About this exercise: Print the records below verbatim.

Natural language region descriptions
◆ ◆ ◆ ◆
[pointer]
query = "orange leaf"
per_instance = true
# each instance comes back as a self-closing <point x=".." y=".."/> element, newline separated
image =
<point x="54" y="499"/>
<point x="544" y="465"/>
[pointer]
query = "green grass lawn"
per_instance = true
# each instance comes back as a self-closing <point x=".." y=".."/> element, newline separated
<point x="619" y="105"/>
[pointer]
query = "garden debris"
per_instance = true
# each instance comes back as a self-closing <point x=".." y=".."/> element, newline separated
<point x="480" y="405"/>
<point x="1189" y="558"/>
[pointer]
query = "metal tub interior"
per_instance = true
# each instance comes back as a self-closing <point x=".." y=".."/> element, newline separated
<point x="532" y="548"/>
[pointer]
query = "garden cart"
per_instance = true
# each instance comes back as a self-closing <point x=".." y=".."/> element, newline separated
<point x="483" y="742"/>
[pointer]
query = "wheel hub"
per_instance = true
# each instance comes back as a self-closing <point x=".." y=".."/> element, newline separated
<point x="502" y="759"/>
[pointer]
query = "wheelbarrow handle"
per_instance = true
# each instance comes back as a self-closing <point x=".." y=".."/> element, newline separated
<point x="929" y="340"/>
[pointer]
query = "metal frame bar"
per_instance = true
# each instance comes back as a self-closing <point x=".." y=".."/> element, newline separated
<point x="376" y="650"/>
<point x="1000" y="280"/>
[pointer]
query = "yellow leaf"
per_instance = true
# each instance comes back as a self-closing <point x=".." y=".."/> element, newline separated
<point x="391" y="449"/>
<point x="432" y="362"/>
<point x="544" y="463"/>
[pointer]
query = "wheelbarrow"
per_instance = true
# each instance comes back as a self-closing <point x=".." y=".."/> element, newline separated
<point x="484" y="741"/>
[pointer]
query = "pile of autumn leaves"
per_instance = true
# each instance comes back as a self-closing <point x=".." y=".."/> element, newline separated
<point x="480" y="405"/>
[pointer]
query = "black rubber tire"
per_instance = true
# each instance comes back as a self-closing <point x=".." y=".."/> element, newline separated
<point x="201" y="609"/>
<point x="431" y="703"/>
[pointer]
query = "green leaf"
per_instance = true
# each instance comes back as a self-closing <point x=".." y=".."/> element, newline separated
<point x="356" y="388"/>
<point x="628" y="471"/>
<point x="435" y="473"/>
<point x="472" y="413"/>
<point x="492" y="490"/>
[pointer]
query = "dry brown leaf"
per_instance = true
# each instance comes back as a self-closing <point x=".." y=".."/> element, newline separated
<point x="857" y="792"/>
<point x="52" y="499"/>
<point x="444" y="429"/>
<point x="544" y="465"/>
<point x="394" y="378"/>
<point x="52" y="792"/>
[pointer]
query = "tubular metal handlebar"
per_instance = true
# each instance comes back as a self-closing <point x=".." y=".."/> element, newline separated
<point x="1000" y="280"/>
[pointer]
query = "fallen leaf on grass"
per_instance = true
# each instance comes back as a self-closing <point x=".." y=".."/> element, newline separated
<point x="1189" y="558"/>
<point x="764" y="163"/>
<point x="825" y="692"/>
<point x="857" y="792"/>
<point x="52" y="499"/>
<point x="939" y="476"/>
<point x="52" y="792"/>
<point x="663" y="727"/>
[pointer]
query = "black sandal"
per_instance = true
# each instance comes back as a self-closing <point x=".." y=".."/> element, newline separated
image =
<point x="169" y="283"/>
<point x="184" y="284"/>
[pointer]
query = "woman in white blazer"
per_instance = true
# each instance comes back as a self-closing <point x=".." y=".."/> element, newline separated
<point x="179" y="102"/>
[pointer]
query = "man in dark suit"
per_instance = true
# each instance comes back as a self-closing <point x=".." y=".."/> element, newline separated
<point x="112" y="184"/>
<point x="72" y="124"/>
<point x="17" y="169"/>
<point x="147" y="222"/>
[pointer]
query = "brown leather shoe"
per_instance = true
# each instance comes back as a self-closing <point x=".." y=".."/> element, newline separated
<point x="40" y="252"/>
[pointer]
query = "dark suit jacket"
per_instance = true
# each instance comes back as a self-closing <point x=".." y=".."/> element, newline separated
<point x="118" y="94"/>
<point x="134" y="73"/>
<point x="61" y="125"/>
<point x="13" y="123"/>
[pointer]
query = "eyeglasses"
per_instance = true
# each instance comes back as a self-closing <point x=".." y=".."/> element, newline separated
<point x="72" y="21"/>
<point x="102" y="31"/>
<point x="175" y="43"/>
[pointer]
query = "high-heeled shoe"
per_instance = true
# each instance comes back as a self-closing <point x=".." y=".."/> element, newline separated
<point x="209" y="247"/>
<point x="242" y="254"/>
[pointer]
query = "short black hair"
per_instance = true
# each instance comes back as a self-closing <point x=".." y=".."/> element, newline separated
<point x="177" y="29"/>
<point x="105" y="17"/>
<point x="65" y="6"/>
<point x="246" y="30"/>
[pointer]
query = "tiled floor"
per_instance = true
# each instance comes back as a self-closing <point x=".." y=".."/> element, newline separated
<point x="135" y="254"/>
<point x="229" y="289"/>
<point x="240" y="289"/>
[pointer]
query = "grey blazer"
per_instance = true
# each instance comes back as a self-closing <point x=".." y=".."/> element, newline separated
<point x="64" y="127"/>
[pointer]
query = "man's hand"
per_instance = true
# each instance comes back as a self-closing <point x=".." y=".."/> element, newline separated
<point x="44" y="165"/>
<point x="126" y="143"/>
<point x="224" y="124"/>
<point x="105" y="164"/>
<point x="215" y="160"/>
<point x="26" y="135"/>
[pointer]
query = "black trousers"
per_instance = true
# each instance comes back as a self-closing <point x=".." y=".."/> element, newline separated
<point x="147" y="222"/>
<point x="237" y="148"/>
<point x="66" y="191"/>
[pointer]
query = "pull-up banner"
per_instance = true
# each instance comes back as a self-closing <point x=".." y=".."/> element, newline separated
◆ ◆ ◆ ◆
Final answer:
[pointer]
query = "orange leaf"
per_instance = true
# each instance comes back as a self-closing <point x=".." y=".."/> element, newline separated
image =
<point x="54" y="499"/>
<point x="544" y="465"/>
[pointer]
query = "green grass lawn"
per_instance = true
# each instance comes back as a self-closing <point x=".." y=".."/> element, newline separated
<point x="619" y="105"/>
[pointer]
query = "garden debris"
per_instance = true
# each instance comes back as a self-closing <point x=".." y=".."/> element, newline separated
<point x="480" y="405"/>
<point x="1189" y="558"/>
[pointer]
query = "metal tub interior"
per_instance = true
# each instance comes back as a self-closing <point x=".." y=".."/> element, newline separated
<point x="532" y="548"/>
[pointer]
query = "garden cart"
per_instance = true
# each instance comes back as a self-closing <point x=".." y=".."/> element, newline separated
<point x="483" y="742"/>
[pointer]
query = "wheel hub"
per_instance = true
# each instance comes back as a self-closing <point x=".." y=".."/> element, newline separated
<point x="502" y="759"/>
[pointer]
query = "wheelbarrow handle"
per_instance = true
# each instance comes back as a self-closing <point x=".." y=".."/> element, newline separated
<point x="929" y="340"/>
[pointer]
query = "metal frame bar"
per_instance = true
# each instance comes back as a self-closing <point x=".." y=".."/> element, newline separated
<point x="376" y="650"/>
<point x="1000" y="280"/>
[pointer]
query = "yellow leaf"
per_instance = true
# each instance comes back as a self-closing <point x=".." y=".."/> element, newline separated
<point x="391" y="449"/>
<point x="432" y="362"/>
<point x="544" y="463"/>
[pointer]
query = "wheelbarrow"
per_instance = true
# each instance comes back as a self-closing <point x=".." y=".."/> element, newline separated
<point x="484" y="741"/>
[pointer]
query = "pile of autumn leaves"
per_instance = true
# each instance comes back as a self-closing <point x=".." y=".."/> element, newline separated
<point x="480" y="405"/>
[pointer]
query = "black rubber tire"
per_instance = true
# each instance comes back as a self-closing <point x=".." y=".."/> element, newline separated
<point x="201" y="609"/>
<point x="431" y="703"/>
[pointer]
query = "green leaf"
per_instance = true
# each instance comes back as a self-closing <point x=".." y=".."/> element, newline separated
<point x="356" y="388"/>
<point x="628" y="471"/>
<point x="435" y="473"/>
<point x="472" y="413"/>
<point x="492" y="490"/>
[pointer]
query = "dry brown leaf"
per_instance = true
# each instance comes back as a self-closing <point x=".." y=".."/> element, newline separated
<point x="857" y="792"/>
<point x="52" y="499"/>
<point x="444" y="429"/>
<point x="544" y="465"/>
<point x="394" y="378"/>
<point x="52" y="792"/>
[pointer]
query = "tubular metal handlebar"
per_instance = true
# each instance comes back as a self-closing <point x=".." y=".."/> element, newline separated
<point x="1000" y="280"/>
[pointer]
query = "fallen leaf on grass"
per_instance = true
# each instance comes back as a self-closing <point x=".." y=".."/> element, newline separated
<point x="1189" y="558"/>
<point x="764" y="163"/>
<point x="825" y="692"/>
<point x="857" y="792"/>
<point x="52" y="499"/>
<point x="939" y="476"/>
<point x="52" y="792"/>
<point x="663" y="727"/>
[pointer]
query = "black sandal"
per_instance = true
# each instance comes back as a self-closing <point x=".." y=".."/> element, newline separated
image =
<point x="169" y="283"/>
<point x="184" y="284"/>
[pointer]
query = "woman in white blazer"
per_instance = true
# each instance comes back as a self-closing <point x=".." y=".."/> element, newline separated
<point x="179" y="102"/>
[pointer]
query = "man in dark suit"
per_instance = true
# each instance comes back as a self-closing <point x=".." y=".."/> element, newline separated
<point x="112" y="184"/>
<point x="72" y="124"/>
<point x="17" y="169"/>
<point x="147" y="222"/>
[pointer]
query = "brown leather shoe"
per_instance = true
# each instance comes back as a self-closing <point x=".." y=".."/> element, newline separated
<point x="40" y="252"/>
[pointer]
query = "dark suit jacket"
per_instance = true
# each instance comes back as a self-closing <point x=".." y=".."/> element, newline separated
<point x="118" y="94"/>
<point x="134" y="73"/>
<point x="61" y="125"/>
<point x="13" y="123"/>
[pointer]
query = "eyeglasses"
per_instance = true
# each instance comes back as a self-closing <point x=".." y=".."/> element, newline separated
<point x="72" y="21"/>
<point x="102" y="31"/>
<point x="175" y="43"/>
[pointer]
query = "high-heeled shoe"
per_instance = true
# each instance comes back as a self-closing <point x=".." y=".."/> element, newline separated
<point x="209" y="247"/>
<point x="242" y="254"/>
[pointer]
query = "short black hair"
per_instance = true
# each instance comes back as a self-closing <point x=".." y=".."/> element, newline separated
<point x="177" y="29"/>
<point x="105" y="17"/>
<point x="65" y="6"/>
<point x="246" y="30"/>
[pointer]
query = "tiled floor"
per_instance = true
# each instance comes back as a self-closing <point x=".." y=".."/> element, newline separated
<point x="135" y="254"/>
<point x="229" y="289"/>
<point x="240" y="289"/>
[pointer]
query = "grey blazer"
per_instance = true
# each instance comes back as a self-closing <point x=".." y=".."/> element, newline separated
<point x="64" y="127"/>
[pointer]
query = "man's hand"
per_instance = true
# each instance comes back as a self-closing <point x=".." y=".."/> element, newline separated
<point x="44" y="165"/>
<point x="126" y="143"/>
<point x="224" y="124"/>
<point x="105" y="164"/>
<point x="215" y="160"/>
<point x="26" y="135"/>
[pointer]
query = "black trousers"
per_instance = true
# each instance comes back as a self-closing <point x=".." y=".."/> element, newline separated
<point x="147" y="222"/>
<point x="237" y="148"/>
<point x="66" y="191"/>
[pointer]
query = "pull-up banner"
per_instance = true
# each instance comes back as a self-closing <point x=".." y=".."/> element, newline separated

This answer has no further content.